Activity: Rewrite the items below, replacing each occurrence of "positive clicks" with "foreground clicks" and leaving every other character unchanged.

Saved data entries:
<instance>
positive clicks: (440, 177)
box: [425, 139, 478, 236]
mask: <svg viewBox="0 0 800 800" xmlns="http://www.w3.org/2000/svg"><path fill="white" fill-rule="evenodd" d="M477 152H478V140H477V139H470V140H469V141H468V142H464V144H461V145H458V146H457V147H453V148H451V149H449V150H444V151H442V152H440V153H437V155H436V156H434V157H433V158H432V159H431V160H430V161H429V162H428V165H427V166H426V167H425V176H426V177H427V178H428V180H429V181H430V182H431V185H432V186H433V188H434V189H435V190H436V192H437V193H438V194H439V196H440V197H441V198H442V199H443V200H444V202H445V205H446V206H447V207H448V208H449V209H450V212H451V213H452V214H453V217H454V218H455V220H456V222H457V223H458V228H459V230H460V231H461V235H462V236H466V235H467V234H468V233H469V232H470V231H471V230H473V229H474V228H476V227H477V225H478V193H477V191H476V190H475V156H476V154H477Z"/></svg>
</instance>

Response box:
<instance>
foreground clicks: (440, 177)
box: [425, 139, 478, 236]
mask: <svg viewBox="0 0 800 800" xmlns="http://www.w3.org/2000/svg"><path fill="white" fill-rule="evenodd" d="M477 152H478V140H477V139H470V140H469V141H468V142H464V144H461V145H458V146H457V147H453V148H451V149H449V150H444V151H442V152H440V153H437V155H436V156H434V157H433V158H432V159H431V160H430V161H429V162H428V165H427V166H426V167H425V176H426V177H427V178H428V180H429V181H430V182H431V185H432V186H433V188H434V189H435V190H436V192H437V193H438V194H439V196H440V197H441V198H442V199H443V200H444V202H445V205H446V206H447V207H448V208H449V209H450V212H451V213H452V214H453V217H454V218H455V220H456V222H457V223H458V228H459V230H460V231H461V235H462V236H466V235H467V234H468V233H469V232H470V231H471V230H473V229H474V228H476V227H477V225H478V193H477V191H476V190H475V156H476V154H477Z"/></svg>
</instance>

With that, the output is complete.